WORK TO BE COMPLETED
Line by line, restate the material exactly.
━━━
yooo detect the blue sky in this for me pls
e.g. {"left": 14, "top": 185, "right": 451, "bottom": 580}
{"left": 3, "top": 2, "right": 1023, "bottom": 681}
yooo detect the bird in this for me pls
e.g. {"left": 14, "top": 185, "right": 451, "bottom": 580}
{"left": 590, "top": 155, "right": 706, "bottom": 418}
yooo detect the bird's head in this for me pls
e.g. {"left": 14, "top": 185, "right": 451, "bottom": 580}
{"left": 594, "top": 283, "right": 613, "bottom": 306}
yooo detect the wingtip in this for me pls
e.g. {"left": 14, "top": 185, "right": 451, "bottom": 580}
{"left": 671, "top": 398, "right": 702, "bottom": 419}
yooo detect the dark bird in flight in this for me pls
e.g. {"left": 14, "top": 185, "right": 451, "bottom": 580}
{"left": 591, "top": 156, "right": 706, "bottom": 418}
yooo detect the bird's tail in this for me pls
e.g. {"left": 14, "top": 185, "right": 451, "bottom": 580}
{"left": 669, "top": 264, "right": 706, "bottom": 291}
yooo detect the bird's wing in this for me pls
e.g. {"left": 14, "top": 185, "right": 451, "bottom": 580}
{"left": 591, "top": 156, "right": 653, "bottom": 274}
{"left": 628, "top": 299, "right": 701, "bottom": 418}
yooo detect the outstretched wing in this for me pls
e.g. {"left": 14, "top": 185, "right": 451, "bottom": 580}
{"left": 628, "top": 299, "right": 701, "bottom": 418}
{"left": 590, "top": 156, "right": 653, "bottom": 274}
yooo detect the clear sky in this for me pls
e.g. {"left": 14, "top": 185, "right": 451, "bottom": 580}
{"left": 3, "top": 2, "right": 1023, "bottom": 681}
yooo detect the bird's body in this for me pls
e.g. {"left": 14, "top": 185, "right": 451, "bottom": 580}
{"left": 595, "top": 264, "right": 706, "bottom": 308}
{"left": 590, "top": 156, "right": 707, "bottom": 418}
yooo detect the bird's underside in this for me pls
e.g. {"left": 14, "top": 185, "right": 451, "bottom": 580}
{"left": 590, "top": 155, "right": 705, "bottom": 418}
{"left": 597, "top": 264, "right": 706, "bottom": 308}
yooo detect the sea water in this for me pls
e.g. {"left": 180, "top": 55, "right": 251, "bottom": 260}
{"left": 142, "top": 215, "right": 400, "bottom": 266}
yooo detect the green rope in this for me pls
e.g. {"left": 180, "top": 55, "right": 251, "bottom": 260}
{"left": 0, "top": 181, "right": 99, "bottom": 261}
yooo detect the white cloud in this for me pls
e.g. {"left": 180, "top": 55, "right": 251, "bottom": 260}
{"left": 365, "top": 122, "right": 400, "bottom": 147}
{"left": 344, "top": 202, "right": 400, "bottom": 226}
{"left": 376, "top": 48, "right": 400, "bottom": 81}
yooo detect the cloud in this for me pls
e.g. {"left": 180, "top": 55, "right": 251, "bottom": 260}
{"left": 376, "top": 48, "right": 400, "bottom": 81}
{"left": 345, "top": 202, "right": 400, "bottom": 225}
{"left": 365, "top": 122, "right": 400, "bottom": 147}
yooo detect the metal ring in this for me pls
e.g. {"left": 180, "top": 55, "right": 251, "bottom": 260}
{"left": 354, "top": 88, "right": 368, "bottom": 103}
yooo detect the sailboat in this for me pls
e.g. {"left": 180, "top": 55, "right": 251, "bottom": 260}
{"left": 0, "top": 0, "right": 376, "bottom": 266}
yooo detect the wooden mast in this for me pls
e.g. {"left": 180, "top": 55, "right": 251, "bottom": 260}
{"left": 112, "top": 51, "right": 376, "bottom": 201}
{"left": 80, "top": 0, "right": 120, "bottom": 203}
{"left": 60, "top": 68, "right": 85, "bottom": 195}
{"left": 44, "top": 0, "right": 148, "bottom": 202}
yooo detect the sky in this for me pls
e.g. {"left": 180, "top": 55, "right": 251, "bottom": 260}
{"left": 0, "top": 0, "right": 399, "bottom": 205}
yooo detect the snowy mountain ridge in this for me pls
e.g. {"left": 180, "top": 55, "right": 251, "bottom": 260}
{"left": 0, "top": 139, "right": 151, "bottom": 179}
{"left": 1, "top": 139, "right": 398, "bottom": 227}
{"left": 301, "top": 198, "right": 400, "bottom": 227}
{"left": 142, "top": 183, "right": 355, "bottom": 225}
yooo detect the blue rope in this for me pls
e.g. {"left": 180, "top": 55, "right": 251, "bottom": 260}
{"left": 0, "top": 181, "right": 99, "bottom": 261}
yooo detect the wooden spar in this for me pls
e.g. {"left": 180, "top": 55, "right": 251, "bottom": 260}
━━━
WRITTEN ANSWER
yooo detect the blue sky in this for me pls
e.g. {"left": 14, "top": 185, "right": 451, "bottom": 580}
{"left": 3, "top": 2, "right": 1023, "bottom": 681}
yooo detect the bird in this for me pls
e.g. {"left": 14, "top": 185, "right": 451, "bottom": 580}
{"left": 590, "top": 155, "right": 706, "bottom": 418}
yooo detect the bird's head in this for me pls
e.g. {"left": 14, "top": 185, "right": 451, "bottom": 580}
{"left": 594, "top": 283, "right": 613, "bottom": 306}
yooo detect the wingtip in this for me pls
e.g. {"left": 14, "top": 185, "right": 451, "bottom": 580}
{"left": 671, "top": 398, "right": 702, "bottom": 419}
yooo detect the dark bird in flight in this for me pls
e.g. {"left": 14, "top": 185, "right": 451, "bottom": 580}
{"left": 591, "top": 156, "right": 706, "bottom": 418}
yooo detect the bird's tail in this for me pls
e.g. {"left": 14, "top": 185, "right": 451, "bottom": 580}
{"left": 669, "top": 264, "right": 706, "bottom": 291}
yooo detect the bird's wing in this for me pls
e.g. {"left": 14, "top": 185, "right": 451, "bottom": 580}
{"left": 591, "top": 156, "right": 653, "bottom": 274}
{"left": 628, "top": 299, "right": 701, "bottom": 418}
yooo detect the outstretched wing in this for me pls
e.g. {"left": 14, "top": 185, "right": 451, "bottom": 580}
{"left": 628, "top": 299, "right": 701, "bottom": 418}
{"left": 590, "top": 156, "right": 653, "bottom": 274}
yooo detect the clear sky in this for me pls
e.g. {"left": 14, "top": 185, "right": 451, "bottom": 580}
{"left": 3, "top": 2, "right": 1023, "bottom": 681}
yooo detect the bird's body in this for me pls
e.g. {"left": 14, "top": 185, "right": 451, "bottom": 580}
{"left": 595, "top": 264, "right": 706, "bottom": 308}
{"left": 590, "top": 156, "right": 707, "bottom": 418}
yooo detect the bird's underside in this for me pls
e.g. {"left": 14, "top": 185, "right": 451, "bottom": 580}
{"left": 590, "top": 155, "right": 705, "bottom": 418}
{"left": 597, "top": 264, "right": 706, "bottom": 308}
yooo detect the sea water in this for me pls
e.g. {"left": 180, "top": 55, "right": 251, "bottom": 260}
{"left": 142, "top": 215, "right": 400, "bottom": 266}
yooo detect the green rope in this for me pls
e.g. {"left": 180, "top": 55, "right": 251, "bottom": 260}
{"left": 0, "top": 181, "right": 99, "bottom": 261}
yooo detect the white cloud in this for me pls
e.g. {"left": 180, "top": 55, "right": 251, "bottom": 260}
{"left": 365, "top": 122, "right": 400, "bottom": 147}
{"left": 344, "top": 202, "right": 400, "bottom": 226}
{"left": 376, "top": 48, "right": 400, "bottom": 81}
yooo detect the cloud in this for me pls
e.g. {"left": 180, "top": 55, "right": 251, "bottom": 260}
{"left": 376, "top": 48, "right": 400, "bottom": 81}
{"left": 345, "top": 202, "right": 400, "bottom": 225}
{"left": 365, "top": 122, "right": 400, "bottom": 147}
yooo detect the metal ring in this for me pls
e.g. {"left": 180, "top": 55, "right": 251, "bottom": 260}
{"left": 354, "top": 88, "right": 368, "bottom": 103}
yooo detect the sailboat in this for me pls
e.g. {"left": 180, "top": 55, "right": 251, "bottom": 260}
{"left": 0, "top": 0, "right": 376, "bottom": 266}
yooo detect the wooden mast in this for me pls
e.g. {"left": 180, "top": 55, "right": 251, "bottom": 260}
{"left": 112, "top": 51, "right": 376, "bottom": 201}
{"left": 80, "top": 0, "right": 120, "bottom": 203}
{"left": 60, "top": 68, "right": 85, "bottom": 195}
{"left": 44, "top": 0, "right": 148, "bottom": 202}
yooo detect the sky in this for me pls
e.g. {"left": 180, "top": 55, "right": 251, "bottom": 260}
{"left": 0, "top": 0, "right": 399, "bottom": 205}
yooo detect the snowy mountain ridge in this for me pls
e.g. {"left": 180, "top": 55, "right": 251, "bottom": 260}
{"left": 0, "top": 139, "right": 151, "bottom": 179}
{"left": 1, "top": 139, "right": 398, "bottom": 227}
{"left": 301, "top": 198, "right": 400, "bottom": 227}
{"left": 142, "top": 183, "right": 355, "bottom": 225}
yooo detect the blue rope in this for me pls
e.g. {"left": 180, "top": 55, "right": 251, "bottom": 260}
{"left": 0, "top": 181, "right": 99, "bottom": 261}
yooo detect the wooden spar in this for me pls
e.g. {"left": 180, "top": 55, "right": 251, "bottom": 260}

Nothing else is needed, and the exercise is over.